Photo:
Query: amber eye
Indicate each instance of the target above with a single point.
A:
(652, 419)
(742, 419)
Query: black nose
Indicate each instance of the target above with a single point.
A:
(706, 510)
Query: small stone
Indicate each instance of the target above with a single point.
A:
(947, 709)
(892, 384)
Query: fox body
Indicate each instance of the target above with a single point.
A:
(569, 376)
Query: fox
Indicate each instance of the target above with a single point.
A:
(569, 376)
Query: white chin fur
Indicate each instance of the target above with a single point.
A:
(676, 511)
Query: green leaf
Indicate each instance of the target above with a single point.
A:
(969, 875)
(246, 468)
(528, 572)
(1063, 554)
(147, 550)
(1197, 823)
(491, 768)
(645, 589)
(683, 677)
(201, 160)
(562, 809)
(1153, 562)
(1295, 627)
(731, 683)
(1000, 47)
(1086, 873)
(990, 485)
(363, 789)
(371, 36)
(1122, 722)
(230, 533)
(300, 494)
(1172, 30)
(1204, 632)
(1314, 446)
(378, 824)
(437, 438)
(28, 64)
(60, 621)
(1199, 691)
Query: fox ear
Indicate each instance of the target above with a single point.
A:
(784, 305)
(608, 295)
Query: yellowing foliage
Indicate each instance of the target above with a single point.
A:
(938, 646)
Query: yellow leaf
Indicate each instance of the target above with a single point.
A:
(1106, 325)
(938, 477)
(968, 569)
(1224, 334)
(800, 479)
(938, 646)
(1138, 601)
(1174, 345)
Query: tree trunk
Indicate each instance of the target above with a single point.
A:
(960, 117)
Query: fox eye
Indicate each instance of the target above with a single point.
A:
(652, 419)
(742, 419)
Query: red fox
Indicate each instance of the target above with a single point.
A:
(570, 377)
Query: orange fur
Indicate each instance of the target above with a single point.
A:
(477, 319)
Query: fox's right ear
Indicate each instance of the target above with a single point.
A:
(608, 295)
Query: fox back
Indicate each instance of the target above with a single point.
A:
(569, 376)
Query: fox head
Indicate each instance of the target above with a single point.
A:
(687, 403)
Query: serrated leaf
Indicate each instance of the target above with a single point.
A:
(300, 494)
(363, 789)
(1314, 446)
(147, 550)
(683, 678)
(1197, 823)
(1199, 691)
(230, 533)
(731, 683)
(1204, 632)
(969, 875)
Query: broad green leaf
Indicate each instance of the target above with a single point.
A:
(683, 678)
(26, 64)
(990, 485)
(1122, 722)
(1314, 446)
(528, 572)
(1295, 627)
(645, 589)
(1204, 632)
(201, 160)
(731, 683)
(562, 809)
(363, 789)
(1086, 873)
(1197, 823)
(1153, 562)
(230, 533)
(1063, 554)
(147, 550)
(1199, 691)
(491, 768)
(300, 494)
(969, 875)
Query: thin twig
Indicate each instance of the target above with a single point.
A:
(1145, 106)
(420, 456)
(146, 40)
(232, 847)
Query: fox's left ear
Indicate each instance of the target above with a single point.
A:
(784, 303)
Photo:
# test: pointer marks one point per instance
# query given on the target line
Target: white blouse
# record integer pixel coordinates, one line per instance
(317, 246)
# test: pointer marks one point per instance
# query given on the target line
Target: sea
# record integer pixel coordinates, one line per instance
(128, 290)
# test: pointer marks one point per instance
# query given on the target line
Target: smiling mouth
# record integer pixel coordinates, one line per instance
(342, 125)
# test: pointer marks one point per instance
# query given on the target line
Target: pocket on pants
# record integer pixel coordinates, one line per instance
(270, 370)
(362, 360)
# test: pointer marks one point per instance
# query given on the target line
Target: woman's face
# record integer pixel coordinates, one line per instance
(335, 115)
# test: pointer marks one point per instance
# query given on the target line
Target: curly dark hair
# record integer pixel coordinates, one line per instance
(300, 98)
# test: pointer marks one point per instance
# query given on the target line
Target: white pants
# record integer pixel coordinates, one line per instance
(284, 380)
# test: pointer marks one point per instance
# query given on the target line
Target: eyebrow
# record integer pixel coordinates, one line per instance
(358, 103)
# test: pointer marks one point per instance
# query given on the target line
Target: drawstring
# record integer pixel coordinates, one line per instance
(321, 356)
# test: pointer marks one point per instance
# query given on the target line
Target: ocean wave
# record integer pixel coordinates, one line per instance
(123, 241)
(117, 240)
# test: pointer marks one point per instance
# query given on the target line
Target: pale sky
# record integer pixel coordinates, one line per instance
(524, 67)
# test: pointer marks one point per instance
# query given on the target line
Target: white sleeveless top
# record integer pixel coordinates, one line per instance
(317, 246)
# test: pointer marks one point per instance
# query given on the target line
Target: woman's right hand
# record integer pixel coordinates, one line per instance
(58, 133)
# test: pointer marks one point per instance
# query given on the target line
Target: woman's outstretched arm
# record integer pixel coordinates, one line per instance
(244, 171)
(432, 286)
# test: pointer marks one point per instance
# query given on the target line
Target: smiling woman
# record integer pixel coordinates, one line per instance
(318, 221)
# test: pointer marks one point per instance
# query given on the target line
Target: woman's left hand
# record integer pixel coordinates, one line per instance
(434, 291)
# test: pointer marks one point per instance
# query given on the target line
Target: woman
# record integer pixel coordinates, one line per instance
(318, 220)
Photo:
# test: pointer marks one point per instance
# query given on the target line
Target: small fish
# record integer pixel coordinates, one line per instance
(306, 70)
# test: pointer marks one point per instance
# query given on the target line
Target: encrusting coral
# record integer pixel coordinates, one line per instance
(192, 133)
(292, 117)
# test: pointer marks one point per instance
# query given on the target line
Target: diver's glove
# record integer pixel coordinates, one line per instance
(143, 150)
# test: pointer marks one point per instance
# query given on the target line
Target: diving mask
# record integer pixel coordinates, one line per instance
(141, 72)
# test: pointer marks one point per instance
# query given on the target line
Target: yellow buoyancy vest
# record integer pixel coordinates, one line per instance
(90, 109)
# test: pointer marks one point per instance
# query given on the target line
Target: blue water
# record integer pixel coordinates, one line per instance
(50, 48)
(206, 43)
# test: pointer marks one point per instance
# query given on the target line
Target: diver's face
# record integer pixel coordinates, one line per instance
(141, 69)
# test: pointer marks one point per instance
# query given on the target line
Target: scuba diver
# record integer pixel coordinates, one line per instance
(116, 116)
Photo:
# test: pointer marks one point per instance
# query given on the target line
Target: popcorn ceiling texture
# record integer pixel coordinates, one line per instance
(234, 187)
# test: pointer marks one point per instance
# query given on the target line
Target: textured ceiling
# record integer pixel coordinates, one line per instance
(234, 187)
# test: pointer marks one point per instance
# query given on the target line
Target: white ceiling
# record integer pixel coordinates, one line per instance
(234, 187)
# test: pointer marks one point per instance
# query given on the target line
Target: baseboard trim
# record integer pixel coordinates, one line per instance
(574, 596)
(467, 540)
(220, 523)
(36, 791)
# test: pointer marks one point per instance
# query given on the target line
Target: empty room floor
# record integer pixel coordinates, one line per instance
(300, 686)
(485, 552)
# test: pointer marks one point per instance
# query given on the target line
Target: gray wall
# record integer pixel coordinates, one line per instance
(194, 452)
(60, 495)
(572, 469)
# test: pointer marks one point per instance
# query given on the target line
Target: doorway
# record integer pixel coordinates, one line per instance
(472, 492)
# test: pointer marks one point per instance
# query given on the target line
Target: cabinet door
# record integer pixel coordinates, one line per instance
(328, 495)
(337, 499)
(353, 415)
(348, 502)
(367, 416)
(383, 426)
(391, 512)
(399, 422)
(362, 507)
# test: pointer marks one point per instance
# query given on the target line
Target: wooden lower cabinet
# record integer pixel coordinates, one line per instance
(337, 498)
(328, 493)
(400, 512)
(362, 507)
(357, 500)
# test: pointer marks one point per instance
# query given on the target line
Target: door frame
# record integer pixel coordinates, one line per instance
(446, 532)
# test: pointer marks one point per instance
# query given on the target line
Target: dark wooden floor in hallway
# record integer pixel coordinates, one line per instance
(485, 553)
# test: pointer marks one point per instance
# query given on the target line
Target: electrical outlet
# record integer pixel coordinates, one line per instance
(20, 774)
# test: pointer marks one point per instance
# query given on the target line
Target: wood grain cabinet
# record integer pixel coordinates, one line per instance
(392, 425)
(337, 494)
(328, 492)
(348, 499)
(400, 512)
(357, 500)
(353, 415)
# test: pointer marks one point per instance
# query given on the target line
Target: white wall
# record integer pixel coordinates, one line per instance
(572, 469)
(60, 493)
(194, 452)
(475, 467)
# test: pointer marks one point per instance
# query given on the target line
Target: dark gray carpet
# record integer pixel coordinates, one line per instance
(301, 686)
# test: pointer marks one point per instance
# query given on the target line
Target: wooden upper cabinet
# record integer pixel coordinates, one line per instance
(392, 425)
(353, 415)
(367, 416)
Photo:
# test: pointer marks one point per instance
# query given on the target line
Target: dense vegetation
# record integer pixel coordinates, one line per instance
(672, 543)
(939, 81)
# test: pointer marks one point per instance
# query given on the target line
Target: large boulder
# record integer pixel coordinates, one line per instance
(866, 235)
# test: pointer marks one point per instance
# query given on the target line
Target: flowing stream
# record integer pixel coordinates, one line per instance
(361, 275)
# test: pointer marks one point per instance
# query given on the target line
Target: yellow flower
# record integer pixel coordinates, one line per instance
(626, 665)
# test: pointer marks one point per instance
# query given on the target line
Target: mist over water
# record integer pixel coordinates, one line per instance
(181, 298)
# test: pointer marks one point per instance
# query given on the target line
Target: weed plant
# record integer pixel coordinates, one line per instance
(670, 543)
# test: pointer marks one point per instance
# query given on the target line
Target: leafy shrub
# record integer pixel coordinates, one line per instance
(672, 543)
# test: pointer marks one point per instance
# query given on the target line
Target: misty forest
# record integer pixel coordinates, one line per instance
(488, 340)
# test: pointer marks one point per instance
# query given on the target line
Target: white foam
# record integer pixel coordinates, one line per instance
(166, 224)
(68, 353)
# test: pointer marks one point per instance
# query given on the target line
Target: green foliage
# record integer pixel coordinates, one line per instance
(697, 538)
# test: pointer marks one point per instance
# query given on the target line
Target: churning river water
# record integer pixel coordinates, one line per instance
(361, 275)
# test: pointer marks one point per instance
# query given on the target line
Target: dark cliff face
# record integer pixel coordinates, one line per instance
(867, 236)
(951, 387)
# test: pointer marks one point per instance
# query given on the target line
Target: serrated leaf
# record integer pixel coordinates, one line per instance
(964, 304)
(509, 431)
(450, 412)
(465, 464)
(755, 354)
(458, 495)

────────────────

The request — Rewrite the material between the line holding "Query: yellowing foliage" and the line holding "(1174, 345)", inclusive, with "yellow leaf" renamed to "golden leaf" and every other character left as it is.

Solution for this task —
Query: yellowing foliage
Indicate each instance of the target above with a single point.
A:
(938, 646)
Query: golden leaf
Indicate each instance of the target above with a single point.
A:
(1106, 325)
(938, 477)
(968, 569)
(1224, 334)
(800, 479)
(938, 646)
(1138, 601)
(1174, 345)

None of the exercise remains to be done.